>> BEGIN PROVIDED RECORDS

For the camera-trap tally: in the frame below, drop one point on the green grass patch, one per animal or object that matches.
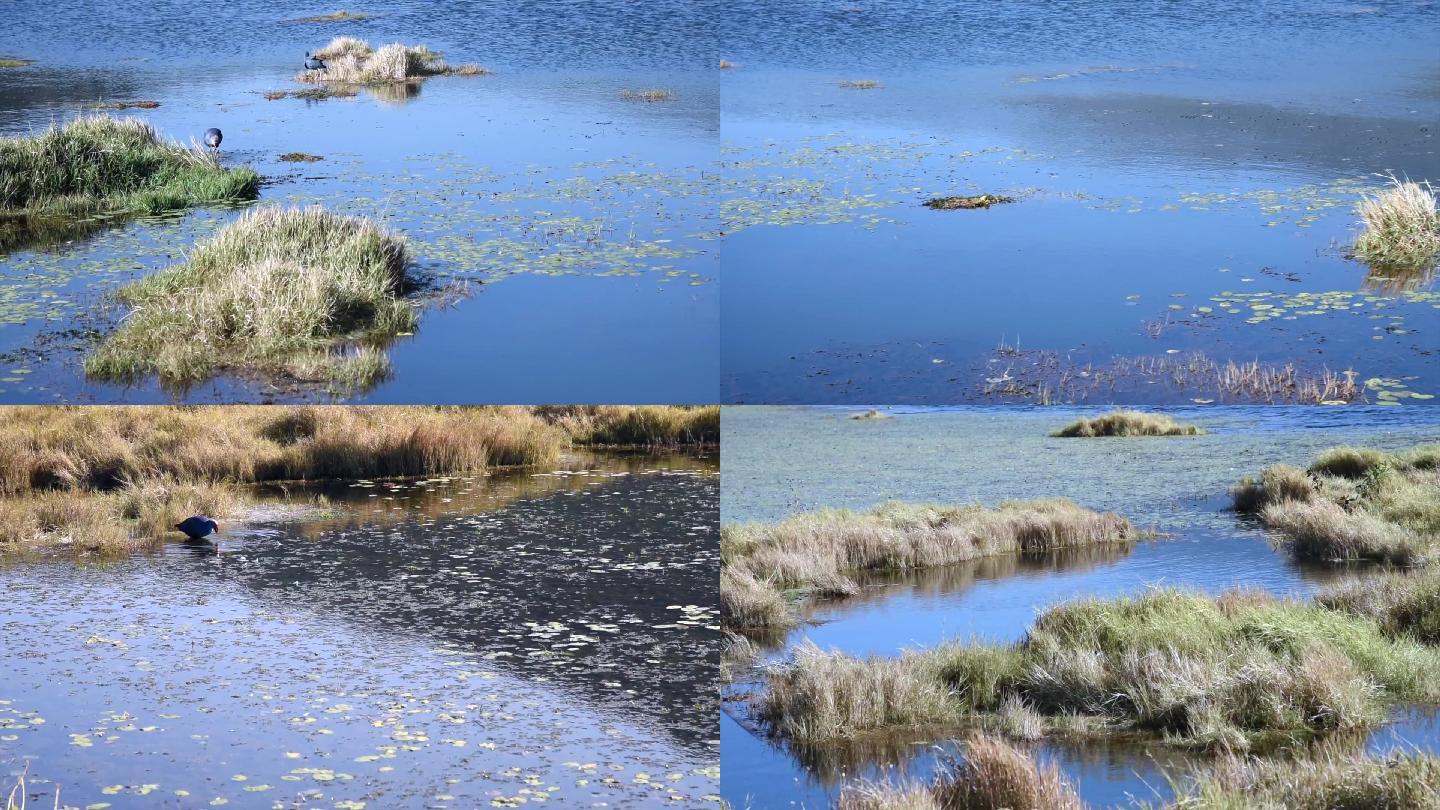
(765, 567)
(98, 169)
(1126, 424)
(1352, 505)
(278, 291)
(1237, 672)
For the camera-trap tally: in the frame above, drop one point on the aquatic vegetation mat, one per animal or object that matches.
(1125, 424)
(92, 170)
(275, 291)
(1352, 503)
(768, 567)
(1234, 672)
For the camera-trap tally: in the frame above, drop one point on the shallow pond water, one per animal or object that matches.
(563, 229)
(540, 636)
(1184, 179)
(786, 460)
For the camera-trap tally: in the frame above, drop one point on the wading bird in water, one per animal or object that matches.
(198, 526)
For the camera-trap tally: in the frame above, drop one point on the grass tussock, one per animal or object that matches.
(342, 16)
(966, 202)
(1126, 424)
(1352, 505)
(637, 425)
(102, 166)
(275, 291)
(991, 776)
(352, 61)
(1401, 603)
(650, 95)
(1233, 672)
(1332, 780)
(1401, 227)
(815, 554)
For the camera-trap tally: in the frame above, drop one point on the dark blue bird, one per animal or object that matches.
(198, 526)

>> END PROVIDED RECORDS

- **SHORT PROBLEM**
Please copy every item above word for word, from the first line to the last. Leave the pictures out of your copy.

- **ANSWER**
For the camera-trap tally: in the frame below, drop one point on the green grass patch, one per animal or object that matches.
(765, 567)
(98, 169)
(1126, 424)
(1352, 505)
(278, 291)
(1237, 672)
For the camera-trap tally: in the frame above, drop one point on the aquatic vegetation mat, one per animal or object that matches.
(1125, 424)
(92, 170)
(275, 291)
(1352, 503)
(768, 567)
(1234, 672)
For the camera-trap tally: in the frame above, drop one point on the shallow pond water, one per animal or object that matches.
(563, 229)
(540, 636)
(1184, 179)
(786, 460)
For the camera-trap tally: in the frame above, drop one point on the wading bird in water, one per animal or object that matches.
(198, 526)
For the camera-trap tally: in the frame above, drop one point on the grass tussock, one per animal or object that matches.
(342, 16)
(966, 202)
(1126, 424)
(1352, 505)
(637, 425)
(102, 166)
(275, 291)
(991, 776)
(352, 61)
(1401, 603)
(650, 95)
(1233, 672)
(1332, 780)
(1401, 227)
(815, 554)
For the camera-trap tally: in the frame above, drop one point on the dark blue bird, one per animal or object that matches.
(198, 526)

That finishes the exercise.